[TO BE DONE]
Print the following records line for line with no changes, leaving out the pictures.

[Location identification items]
____

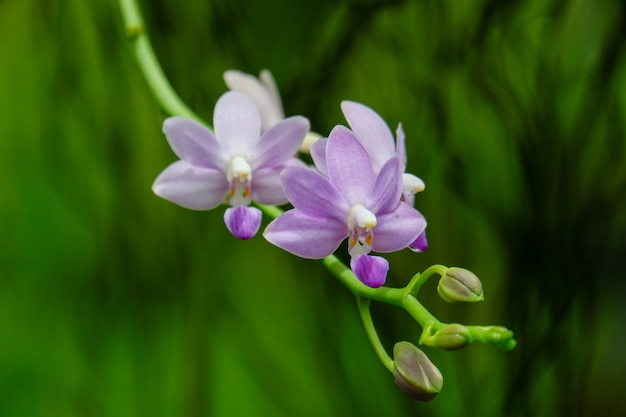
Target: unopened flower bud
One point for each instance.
(460, 285)
(452, 337)
(414, 373)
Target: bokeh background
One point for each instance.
(116, 303)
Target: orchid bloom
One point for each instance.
(348, 200)
(264, 92)
(237, 164)
(374, 134)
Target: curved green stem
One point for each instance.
(149, 65)
(366, 317)
(419, 279)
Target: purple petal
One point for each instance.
(191, 187)
(420, 244)
(387, 189)
(371, 130)
(305, 236)
(262, 91)
(243, 222)
(349, 167)
(194, 143)
(318, 154)
(397, 229)
(279, 143)
(267, 188)
(370, 270)
(237, 123)
(400, 145)
(314, 195)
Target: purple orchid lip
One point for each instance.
(352, 201)
(237, 163)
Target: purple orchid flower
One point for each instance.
(264, 92)
(376, 137)
(237, 163)
(349, 200)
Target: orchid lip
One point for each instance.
(239, 169)
(361, 217)
(412, 184)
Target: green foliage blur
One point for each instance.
(114, 302)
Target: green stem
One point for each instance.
(149, 65)
(366, 317)
(419, 279)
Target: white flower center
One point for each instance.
(239, 175)
(361, 221)
(411, 184)
(361, 217)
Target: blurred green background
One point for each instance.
(114, 302)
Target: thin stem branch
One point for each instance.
(149, 65)
(366, 317)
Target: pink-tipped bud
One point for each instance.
(459, 285)
(414, 373)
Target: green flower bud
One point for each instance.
(414, 373)
(460, 285)
(452, 337)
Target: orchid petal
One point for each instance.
(312, 194)
(262, 91)
(387, 189)
(267, 188)
(398, 229)
(243, 222)
(370, 270)
(371, 130)
(318, 154)
(420, 244)
(349, 167)
(237, 123)
(194, 143)
(305, 236)
(401, 145)
(267, 79)
(279, 143)
(191, 187)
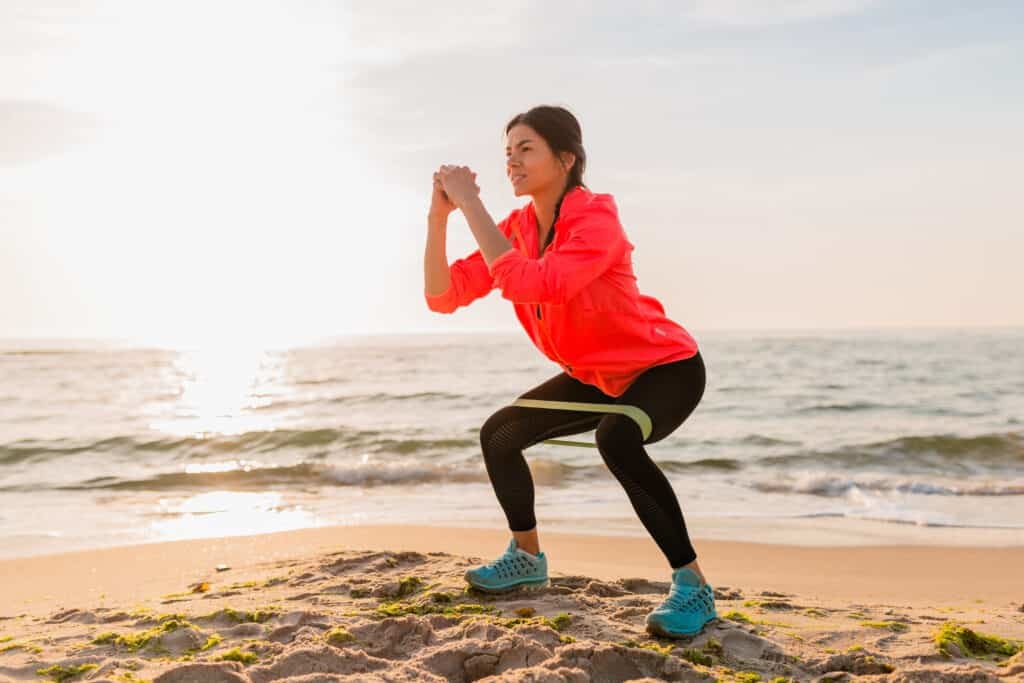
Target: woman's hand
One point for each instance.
(440, 205)
(459, 183)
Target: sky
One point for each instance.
(261, 171)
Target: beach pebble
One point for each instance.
(480, 666)
(604, 590)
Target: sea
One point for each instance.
(809, 437)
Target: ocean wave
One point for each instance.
(247, 476)
(852, 407)
(833, 486)
(901, 520)
(939, 453)
(262, 441)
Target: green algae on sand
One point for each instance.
(952, 638)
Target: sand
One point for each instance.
(389, 603)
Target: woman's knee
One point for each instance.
(498, 432)
(616, 434)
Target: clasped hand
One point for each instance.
(459, 183)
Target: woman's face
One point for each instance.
(529, 164)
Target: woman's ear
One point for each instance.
(567, 160)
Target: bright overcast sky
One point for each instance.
(248, 170)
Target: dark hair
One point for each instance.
(562, 133)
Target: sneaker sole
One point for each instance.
(655, 630)
(526, 586)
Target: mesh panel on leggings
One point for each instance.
(621, 444)
(503, 439)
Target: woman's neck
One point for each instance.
(544, 207)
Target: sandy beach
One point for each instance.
(389, 603)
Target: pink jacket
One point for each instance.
(579, 303)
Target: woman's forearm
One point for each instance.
(435, 267)
(493, 243)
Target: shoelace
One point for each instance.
(508, 560)
(679, 600)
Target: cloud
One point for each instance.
(32, 130)
(740, 13)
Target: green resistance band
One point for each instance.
(637, 415)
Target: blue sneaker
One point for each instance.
(516, 568)
(688, 607)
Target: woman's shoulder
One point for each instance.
(584, 200)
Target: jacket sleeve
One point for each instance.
(470, 280)
(595, 243)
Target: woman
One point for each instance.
(563, 260)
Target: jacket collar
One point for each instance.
(573, 199)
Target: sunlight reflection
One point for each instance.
(218, 387)
(228, 513)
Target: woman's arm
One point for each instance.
(435, 268)
(493, 243)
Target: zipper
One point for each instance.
(540, 317)
(551, 344)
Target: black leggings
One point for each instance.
(668, 393)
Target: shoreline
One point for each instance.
(389, 603)
(905, 573)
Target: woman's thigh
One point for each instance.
(668, 393)
(532, 425)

____

[COMPLETE RESPONSE]
Target: unopened flower bud
One point for each instance.
(460, 285)
(452, 337)
(414, 373)
Target: bokeh background
One point for each instance.
(116, 303)
Target: orchid bloom
One point for each instance.
(348, 200)
(264, 92)
(237, 164)
(374, 134)
Target: curved green stem
One point for each instance.
(149, 65)
(366, 317)
(419, 279)
Target: purple petal
One point for each instance.
(191, 187)
(420, 244)
(387, 189)
(371, 130)
(305, 236)
(262, 91)
(243, 222)
(349, 167)
(194, 143)
(318, 154)
(397, 229)
(279, 143)
(267, 188)
(370, 270)
(237, 123)
(400, 145)
(314, 195)
Target: purple orchid lip
One point for each instance.
(352, 201)
(237, 163)
Target: purple orchid flower
One point for each instance.
(264, 92)
(376, 137)
(237, 163)
(349, 200)
Target: orchid lip
One point for each instance.
(239, 169)
(361, 217)
(412, 184)
Target: green foliage blur
One point for each instance.
(114, 302)
Target: green stem
One point for each instance.
(149, 65)
(366, 317)
(419, 279)
Target: white flower center
One point for each instance.
(239, 175)
(361, 221)
(411, 184)
(361, 217)
Target: blurred green background
One point for each instance.
(114, 302)
Target: thin stem branch
One point for each instance.
(149, 65)
(366, 317)
Target: pink-tipped bud
One point for each instance.
(459, 285)
(414, 373)
Target: green flower bud
One point for each instance.
(414, 373)
(460, 285)
(452, 337)
Target: orchid petal
One point for each instance.
(312, 194)
(262, 91)
(387, 189)
(267, 188)
(398, 229)
(243, 222)
(370, 270)
(371, 130)
(318, 154)
(420, 244)
(349, 167)
(237, 123)
(194, 143)
(305, 236)
(401, 145)
(267, 79)
(279, 143)
(191, 187)
Target: woman's hand
One point for each instance.
(440, 205)
(459, 183)
Target: sky
One point for each instance.
(261, 171)
Target: beach pebble
One point for each instance.
(480, 666)
(604, 590)
Target: sea
One point for each instance.
(809, 437)
Target: ocean wave
One point for each instance.
(247, 476)
(852, 407)
(833, 486)
(901, 520)
(939, 453)
(262, 441)
Target: green algae on sand
One point for each instance.
(952, 638)
Target: sand
One point for each instance.
(389, 603)
Target: woman's knee
One point for each instance.
(498, 432)
(616, 434)
Target: clasped hand
One point for each instance.
(459, 183)
Target: woman's face
One point for each instance.
(529, 164)
Target: woman's ear
One point for each instance.
(567, 160)
Target: bright overcast sky
One point for each instance.
(248, 170)
Target: dark hair
One point for each instance.
(562, 133)
Target: sneaker sole
One point for each instance.
(655, 630)
(526, 586)
Target: mesh panel on leggings
One point for each instance.
(621, 444)
(503, 439)
Target: woman's neck
One point for each instance.
(544, 207)
Target: sandy beach
One point for each instance.
(389, 603)
Target: pink jacket
One point for each instance.
(579, 303)
Target: woman's forearm
One point for each instance.
(435, 267)
(493, 243)
Target: shoelace
One point for each instance.
(508, 560)
(679, 600)
Target: cloud
One point for each instance.
(32, 130)
(740, 13)
Target: green resistance band
One point for each instance.
(637, 415)
Target: blue sneaker
One point for each instance.
(516, 568)
(688, 607)
Target: woman's shoulder
One point for each instance.
(584, 200)
Target: jacket sleeve
One point for each instance.
(470, 280)
(595, 243)
Target: woman
One point for each instance.
(563, 260)
Target: jacket collar
One point for each instance.
(573, 199)
Target: sunlight reflection
One point for each instance.
(218, 387)
(228, 513)
Target: woman's arm
One point for each instance.
(435, 268)
(493, 243)
Target: zipper
One point for each instance.
(540, 317)
(551, 344)
Target: black leggings
One point for each instance.
(668, 393)
Target: shoreline
One point for each instance.
(389, 603)
(905, 573)
Target: woman's thigh
One point for each instance.
(668, 393)
(532, 425)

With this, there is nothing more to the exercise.